STATED GOAL
Rewrite the data starting at the line containing "of the grass" and ending at the line containing "pixel 187 332", renaming "foliage hedge" to "leafy hedge" and leaving everything else unchanged.

ROWS
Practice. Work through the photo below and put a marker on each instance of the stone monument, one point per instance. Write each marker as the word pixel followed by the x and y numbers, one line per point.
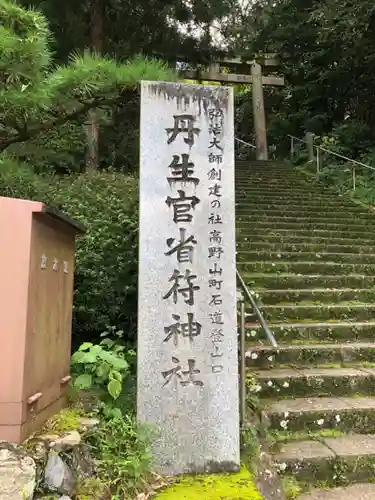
pixel 187 330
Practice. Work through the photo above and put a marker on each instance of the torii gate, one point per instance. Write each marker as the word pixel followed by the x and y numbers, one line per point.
pixel 254 75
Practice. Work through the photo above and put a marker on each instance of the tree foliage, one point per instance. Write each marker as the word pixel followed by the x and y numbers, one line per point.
pixel 36 97
pixel 327 50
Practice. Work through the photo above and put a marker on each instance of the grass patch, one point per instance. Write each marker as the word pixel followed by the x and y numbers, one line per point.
pixel 239 486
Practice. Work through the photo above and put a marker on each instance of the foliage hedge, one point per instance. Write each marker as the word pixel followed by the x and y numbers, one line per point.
pixel 107 255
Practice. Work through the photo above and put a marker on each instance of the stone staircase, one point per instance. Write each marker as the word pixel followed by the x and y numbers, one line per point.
pixel 308 255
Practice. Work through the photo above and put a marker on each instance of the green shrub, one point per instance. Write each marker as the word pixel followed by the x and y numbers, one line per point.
pixel 107 254
pixel 122 449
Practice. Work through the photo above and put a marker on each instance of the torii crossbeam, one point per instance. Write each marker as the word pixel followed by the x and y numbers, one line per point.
pixel 256 78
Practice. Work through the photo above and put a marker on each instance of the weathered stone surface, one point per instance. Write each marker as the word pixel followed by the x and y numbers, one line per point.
pixel 88 423
pixel 303 450
pixel 354 492
pixel 81 461
pixel 17 474
pixel 66 442
pixel 298 405
pixel 352 445
pixel 58 476
pixel 187 332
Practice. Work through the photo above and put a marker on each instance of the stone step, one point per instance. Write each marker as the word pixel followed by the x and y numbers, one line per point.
pixel 260 233
pixel 256 186
pixel 345 218
pixel 308 355
pixel 306 216
pixel 344 414
pixel 270 225
pixel 314 204
pixel 346 459
pixel 319 312
pixel 289 238
pixel 351 246
pixel 295 280
pixel 286 383
pixel 254 256
pixel 303 211
pixel 313 332
pixel 308 267
pixel 291 198
pixel 314 295
pixel 365 491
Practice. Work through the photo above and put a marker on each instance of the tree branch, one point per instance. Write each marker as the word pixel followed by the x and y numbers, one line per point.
pixel 32 132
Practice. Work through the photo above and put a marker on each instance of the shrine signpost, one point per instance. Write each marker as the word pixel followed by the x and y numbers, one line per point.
pixel 187 327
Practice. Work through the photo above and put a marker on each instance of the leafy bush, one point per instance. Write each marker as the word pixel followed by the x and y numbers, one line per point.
pixel 122 448
pixel 107 255
pixel 103 367
pixel 106 259
pixel 351 139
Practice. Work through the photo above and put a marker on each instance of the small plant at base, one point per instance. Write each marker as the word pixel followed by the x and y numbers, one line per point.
pixel 64 421
pixel 102 367
pixel 291 488
pixel 123 456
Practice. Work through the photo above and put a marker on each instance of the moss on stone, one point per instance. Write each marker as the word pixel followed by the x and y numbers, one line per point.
pixel 64 421
pixel 239 486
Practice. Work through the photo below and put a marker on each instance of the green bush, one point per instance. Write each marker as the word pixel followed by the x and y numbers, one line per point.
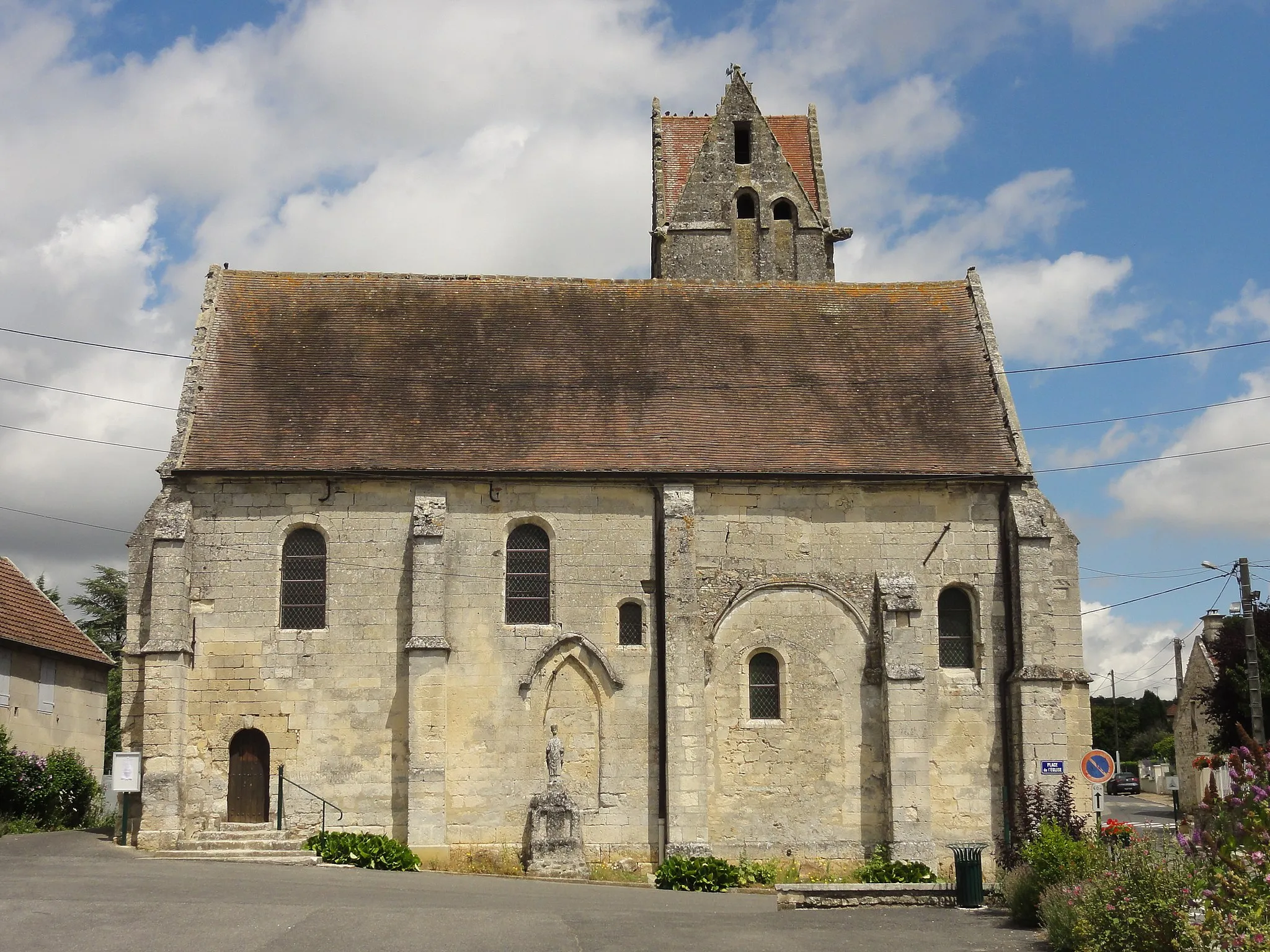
pixel 1140 902
pixel 1061 917
pixel 879 867
pixel 698 874
pixel 366 850
pixel 54 791
pixel 1021 890
pixel 1057 857
pixel 756 874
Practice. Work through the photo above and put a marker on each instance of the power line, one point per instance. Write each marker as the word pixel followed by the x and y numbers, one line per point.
pixel 58 518
pixel 81 392
pixel 1142 416
pixel 1143 598
pixel 1145 357
pixel 82 439
pixel 1021 369
pixel 1152 459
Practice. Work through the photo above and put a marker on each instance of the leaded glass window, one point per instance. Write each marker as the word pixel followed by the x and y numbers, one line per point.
pixel 630 624
pixel 957 630
pixel 765 687
pixel 528 576
pixel 304 580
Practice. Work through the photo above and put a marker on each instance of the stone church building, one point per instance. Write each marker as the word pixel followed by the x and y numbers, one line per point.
pixel 768 549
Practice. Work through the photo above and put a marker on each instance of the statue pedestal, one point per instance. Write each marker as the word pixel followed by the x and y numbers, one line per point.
pixel 556 835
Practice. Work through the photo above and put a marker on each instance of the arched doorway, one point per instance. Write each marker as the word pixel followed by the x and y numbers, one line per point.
pixel 249 777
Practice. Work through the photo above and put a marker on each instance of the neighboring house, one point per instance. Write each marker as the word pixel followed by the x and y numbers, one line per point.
pixel 52 676
pixel 769 552
pixel 1193 730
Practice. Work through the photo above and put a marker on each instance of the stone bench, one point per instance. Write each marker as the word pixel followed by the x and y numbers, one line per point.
pixel 828 895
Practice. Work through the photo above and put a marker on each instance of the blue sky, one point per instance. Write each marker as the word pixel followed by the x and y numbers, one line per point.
pixel 1101 162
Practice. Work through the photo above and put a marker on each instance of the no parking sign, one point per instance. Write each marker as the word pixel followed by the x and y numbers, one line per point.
pixel 1098 765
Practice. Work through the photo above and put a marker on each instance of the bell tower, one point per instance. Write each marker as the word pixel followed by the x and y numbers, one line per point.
pixel 741 196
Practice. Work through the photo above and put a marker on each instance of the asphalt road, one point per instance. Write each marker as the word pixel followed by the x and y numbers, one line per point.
pixel 1140 808
pixel 78 891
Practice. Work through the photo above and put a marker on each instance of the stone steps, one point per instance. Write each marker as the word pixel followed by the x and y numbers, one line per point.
pixel 282 857
pixel 244 843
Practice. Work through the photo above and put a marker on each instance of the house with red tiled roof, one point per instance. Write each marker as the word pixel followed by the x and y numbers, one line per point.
pixel 762 550
pixel 52 676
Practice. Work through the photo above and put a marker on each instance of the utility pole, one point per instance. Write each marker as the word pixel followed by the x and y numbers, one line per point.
pixel 1250 640
pixel 1116 723
pixel 1178 669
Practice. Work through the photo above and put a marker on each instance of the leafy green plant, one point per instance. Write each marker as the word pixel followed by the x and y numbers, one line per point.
pixel 1057 857
pixel 1232 840
pixel 698 874
pixel 55 791
pixel 756 873
pixel 879 867
pixel 1139 902
pixel 1021 890
pixel 366 850
pixel 1061 917
pixel 17 824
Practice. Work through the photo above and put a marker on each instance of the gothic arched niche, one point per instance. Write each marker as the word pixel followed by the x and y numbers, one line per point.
pixel 819 767
pixel 573 705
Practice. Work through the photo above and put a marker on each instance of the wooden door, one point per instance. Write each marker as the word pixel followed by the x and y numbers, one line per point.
pixel 249 777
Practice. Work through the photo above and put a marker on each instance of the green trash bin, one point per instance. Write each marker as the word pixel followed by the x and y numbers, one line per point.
pixel 968 862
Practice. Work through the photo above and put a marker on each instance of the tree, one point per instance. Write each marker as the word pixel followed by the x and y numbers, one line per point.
pixel 52 594
pixel 1227 701
pixel 104 604
pixel 106 607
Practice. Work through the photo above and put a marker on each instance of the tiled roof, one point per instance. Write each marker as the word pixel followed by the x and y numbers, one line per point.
pixel 682 138
pixel 30 619
pixel 409 374
pixel 681 141
pixel 796 140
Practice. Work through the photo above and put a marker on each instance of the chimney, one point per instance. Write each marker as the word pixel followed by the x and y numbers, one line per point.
pixel 1212 626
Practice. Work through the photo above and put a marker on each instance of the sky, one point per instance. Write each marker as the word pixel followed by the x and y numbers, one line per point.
pixel 1100 162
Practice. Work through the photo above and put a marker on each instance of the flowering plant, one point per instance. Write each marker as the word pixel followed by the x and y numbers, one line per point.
pixel 1119 832
pixel 1232 835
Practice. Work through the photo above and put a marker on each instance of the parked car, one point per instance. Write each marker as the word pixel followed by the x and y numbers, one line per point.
pixel 1124 783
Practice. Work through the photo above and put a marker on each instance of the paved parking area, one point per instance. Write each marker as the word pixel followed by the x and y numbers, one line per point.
pixel 78 891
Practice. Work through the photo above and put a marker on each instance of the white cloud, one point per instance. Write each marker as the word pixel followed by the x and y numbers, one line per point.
pixel 1142 655
pixel 1212 493
pixel 1059 310
pixel 493 136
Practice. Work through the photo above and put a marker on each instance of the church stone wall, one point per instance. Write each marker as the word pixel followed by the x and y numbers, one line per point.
pixel 424 715
pixel 819 782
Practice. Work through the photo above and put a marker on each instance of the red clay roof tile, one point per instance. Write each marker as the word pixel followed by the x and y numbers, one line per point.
pixel 412 374
pixel 30 619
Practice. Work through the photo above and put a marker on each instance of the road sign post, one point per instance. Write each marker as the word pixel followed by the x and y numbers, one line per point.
pixel 1098 765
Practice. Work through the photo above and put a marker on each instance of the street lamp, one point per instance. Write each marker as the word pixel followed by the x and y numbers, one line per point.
pixel 1250 644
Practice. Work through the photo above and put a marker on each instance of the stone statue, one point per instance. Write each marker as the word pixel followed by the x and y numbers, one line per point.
pixel 556 756
pixel 554 826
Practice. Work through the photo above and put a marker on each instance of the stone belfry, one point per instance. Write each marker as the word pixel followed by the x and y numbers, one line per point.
pixel 741 196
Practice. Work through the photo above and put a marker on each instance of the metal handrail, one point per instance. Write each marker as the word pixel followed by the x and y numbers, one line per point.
pixel 324 805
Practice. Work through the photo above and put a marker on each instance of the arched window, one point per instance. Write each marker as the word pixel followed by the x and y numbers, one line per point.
pixel 741 144
pixel 630 624
pixel 957 630
pixel 304 580
pixel 765 687
pixel 528 576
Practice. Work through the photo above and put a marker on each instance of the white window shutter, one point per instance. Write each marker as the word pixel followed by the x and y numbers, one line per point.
pixel 47 679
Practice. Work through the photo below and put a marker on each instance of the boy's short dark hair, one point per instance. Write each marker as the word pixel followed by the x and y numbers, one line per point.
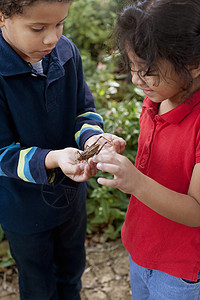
pixel 11 7
pixel 161 29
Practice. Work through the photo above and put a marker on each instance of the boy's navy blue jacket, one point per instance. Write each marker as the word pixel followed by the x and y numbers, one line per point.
pixel 38 113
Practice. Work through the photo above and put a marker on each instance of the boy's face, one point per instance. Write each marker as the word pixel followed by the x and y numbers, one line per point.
pixel 35 33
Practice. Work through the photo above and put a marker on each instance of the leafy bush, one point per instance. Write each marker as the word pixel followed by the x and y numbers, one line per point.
pixel 106 206
pixel 89 26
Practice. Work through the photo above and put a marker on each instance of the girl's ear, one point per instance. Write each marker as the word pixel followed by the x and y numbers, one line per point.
pixel 195 72
pixel 2 20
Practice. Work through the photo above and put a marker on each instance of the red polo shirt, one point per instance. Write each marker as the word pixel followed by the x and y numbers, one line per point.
pixel 168 149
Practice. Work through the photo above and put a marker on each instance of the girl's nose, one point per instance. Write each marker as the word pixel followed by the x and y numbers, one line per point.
pixel 136 78
pixel 51 38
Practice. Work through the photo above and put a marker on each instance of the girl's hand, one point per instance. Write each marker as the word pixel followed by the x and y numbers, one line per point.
pixel 66 160
pixel 126 176
pixel 118 144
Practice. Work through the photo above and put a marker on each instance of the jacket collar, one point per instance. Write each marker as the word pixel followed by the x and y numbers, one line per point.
pixel 12 64
pixel 177 114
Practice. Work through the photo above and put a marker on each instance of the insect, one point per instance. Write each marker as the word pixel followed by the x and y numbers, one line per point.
pixel 92 149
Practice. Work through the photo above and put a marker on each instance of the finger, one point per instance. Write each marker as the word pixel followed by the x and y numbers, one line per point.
pixel 106 156
pixel 108 168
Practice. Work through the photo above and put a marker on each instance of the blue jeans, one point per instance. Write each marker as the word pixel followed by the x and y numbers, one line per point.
pixel 51 263
pixel 149 284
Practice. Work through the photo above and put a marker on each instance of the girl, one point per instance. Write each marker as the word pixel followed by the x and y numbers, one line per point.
pixel 160 41
pixel 46 110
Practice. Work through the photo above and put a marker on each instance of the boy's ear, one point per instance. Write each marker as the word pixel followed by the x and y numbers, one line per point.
pixel 195 72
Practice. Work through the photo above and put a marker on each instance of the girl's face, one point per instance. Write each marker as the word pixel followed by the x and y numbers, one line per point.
pixel 35 33
pixel 165 84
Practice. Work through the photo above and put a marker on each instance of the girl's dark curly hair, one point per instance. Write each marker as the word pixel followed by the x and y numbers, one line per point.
pixel 11 7
pixel 161 29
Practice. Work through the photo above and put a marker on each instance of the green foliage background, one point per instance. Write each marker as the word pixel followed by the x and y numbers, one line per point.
pixel 90 25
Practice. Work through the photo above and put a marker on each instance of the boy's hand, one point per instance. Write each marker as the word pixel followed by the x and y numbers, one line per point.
pixel 118 144
pixel 66 160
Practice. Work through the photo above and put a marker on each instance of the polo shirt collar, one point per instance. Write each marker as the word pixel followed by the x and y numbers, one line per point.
pixel 176 115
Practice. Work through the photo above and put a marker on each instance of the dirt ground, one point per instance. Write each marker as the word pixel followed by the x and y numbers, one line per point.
pixel 106 275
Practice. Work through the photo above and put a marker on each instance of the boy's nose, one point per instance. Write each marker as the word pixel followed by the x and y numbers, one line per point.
pixel 51 38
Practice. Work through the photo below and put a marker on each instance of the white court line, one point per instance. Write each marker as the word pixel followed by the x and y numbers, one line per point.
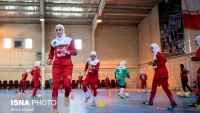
pixel 154 107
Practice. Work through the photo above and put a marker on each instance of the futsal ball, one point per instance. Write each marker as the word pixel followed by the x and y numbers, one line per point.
pixel 39 96
pixel 126 95
pixel 187 94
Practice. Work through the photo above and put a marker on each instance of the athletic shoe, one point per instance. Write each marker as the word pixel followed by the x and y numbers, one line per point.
pixel 172 106
pixel 34 97
pixel 87 98
pixel 121 95
pixel 93 103
pixel 148 103
pixel 192 105
pixel 67 101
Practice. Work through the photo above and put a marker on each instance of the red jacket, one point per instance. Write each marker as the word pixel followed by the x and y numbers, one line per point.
pixel 107 80
pixel 161 70
pixel 57 46
pixel 24 76
pixel 184 73
pixel 197 58
pixel 36 75
pixel 143 77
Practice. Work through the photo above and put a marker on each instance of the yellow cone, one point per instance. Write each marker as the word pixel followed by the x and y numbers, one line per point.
pixel 101 104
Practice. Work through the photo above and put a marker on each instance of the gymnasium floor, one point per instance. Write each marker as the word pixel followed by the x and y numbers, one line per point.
pixel 113 105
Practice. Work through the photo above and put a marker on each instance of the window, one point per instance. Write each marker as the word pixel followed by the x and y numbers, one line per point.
pixel 78 43
pixel 7 43
pixel 18 43
pixel 28 43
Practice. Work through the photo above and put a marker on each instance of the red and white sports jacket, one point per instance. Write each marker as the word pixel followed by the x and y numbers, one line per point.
pixel 57 46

OUTPUT FOR THIS EXERCISE
Practice. Work through the photo above and put a marker on each instance of the grass patch, one point per instance. Write each marker as the word pixel followed by the x and y numbers, one line per point.
pixel 239 486
Practice. Work through the photo above and put a marker on each instance of the leafy hedge, one point per instance. Write each marker as the word pixel followed by the x and y numbers, one line per point.
pixel 107 255
Practice. Work through the photo above and put a marker on each instance of the stone staircase, one point per instance. Write each marker as the word pixel followed by the x and y numbers, one line per point.
pixel 308 255
Practice. Work through the photo above and put a marker on each instance of the green shrub, one point per instance. Write each marker as the word pixel followed by the x and y numbers, one line per point.
pixel 107 254
pixel 122 449
Practice. Work through the photo above and put a marker on each instance of the torii crossbeam, one point per instance. Write each marker as the word pixel followed by the x and y numbers, one line per point.
pixel 256 78
Practice. Work through the photo above and put a marker on each instance of the weathered stone surface, one point per instance. Write each marker as the word pixel followed by the x and y numbers, one line per point.
pixel 88 423
pixel 303 450
pixel 354 492
pixel 81 461
pixel 17 474
pixel 66 442
pixel 298 405
pixel 352 445
pixel 58 476
pixel 187 332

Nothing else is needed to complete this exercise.